First, he argued the intra-party divisions get exaggerated. “Bernie Sanders believes, just like Nancy Pelosi believes, just like Chuck Schumer believes, just like Hakeem Jeffries believes, just like AOC believes, in equality and non-discrimination,” Obama said. Compared to parliamentary systems with multiple competing parties, he suggested, Democratic disagreements are relatively narrow.
But the more revealing comments came on the question of candidates. Obama called for a “robust” 2028 primary, noting that his own grueling 2008 battle against Hillary Clinton ultimately made him a stronger nominee. He pointedly argued that Democrats perform best with candidates who are “plugged into the moment, to the zeitgeist, to the times.”
“I’m 64 now. I’m pretty healthy, feel great,” Obama said. “But the truth is, half of the references that my daughters make about social media, TikTok, etc., I don’t know who they’re talking about. There is an element of, at some point you age out, you’re not connected directly to the immediate struggles that folks are going through.”
He did not mention Joe Biden by name, but the subtext was impossible to miss. Biden, who was dogged by age concerns before suspending his 2024 campaign, represents precisely the cautionary tale Obama appeared to be outlining. The message to the Democratic bench: step up, and don’t be afraid to fight it out.
On Bad Bunny: The Halftime Show as Political Blueprint
In one of the interview’s more unexpected moments, Obama held up Bad Bunny’s recent Super Bowl halftime performance as a model for how the left should communicate. The contrast with the anger-driven politics of the right was deliberate.
“The other side does the mean, angry, demagoguery, the us-versus-them divisive politics. That’s their home court,” Obama said. “Our court is coming together.”
He praised the halftime show for being effective precisely because it was not preachy. “It wasn’t political. It resonated. It was smart. Because it wasn’t preaching; it was showing,” Obama said. He described the performance, with its intergenerational imagery of grandmothers dancing with children and community scenes from Puerto Rico, as an embodiment of Martin Luther King Jr.’s vision of “the beloved community.”
“There was a sense of, all right, there’s room for everybody here. That, I think, is where we win,” he added.
And Yes, on Aliens: ‘They’re Real’
Because no Obama interview would be complete without at least one viral soundbite, the former president also addressed the question of extraterrestrial life. Asked directly by Cohen whether aliens are real, Obama did not hesitate.
“They’re real, but I haven’t seen them,” he said, adding that they are not being held at Area 51. “There’s no underground facility, unless there’s this enormous conspiracy and they hid it from the president of the United States.”

------------

• TASK STATEMENT
Reproduce, word for word, the stretch of the Obama interview report from "He did not mention" through "right was deliberate.". Rely solely on the Obama interview report above.

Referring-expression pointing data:

------------

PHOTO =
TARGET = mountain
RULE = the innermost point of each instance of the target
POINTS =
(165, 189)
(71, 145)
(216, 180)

------------

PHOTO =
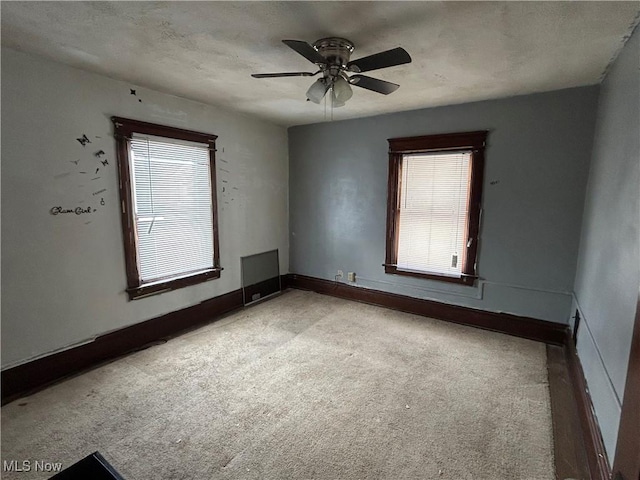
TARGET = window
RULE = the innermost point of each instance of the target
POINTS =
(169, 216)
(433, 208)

------------

• OUTPUT
He did not mention Joe Biden by name, but the subtext was impossible to miss. Biden, who was dogged by age concerns before suspending his 2024 campaign, represents precisely the cautionary tale Obama appeared to be outlining. The message to the Democratic bench: step up, and don’t be afraid to fight it out.
On Bad Bunny: The Halftime Show as Political Blueprint
In one of the interview’s more unexpected moments, Obama held up Bad Bunny’s recent Super Bowl halftime performance as a model for how the left should communicate. The contrast with the anger-driven politics of the right was deliberate.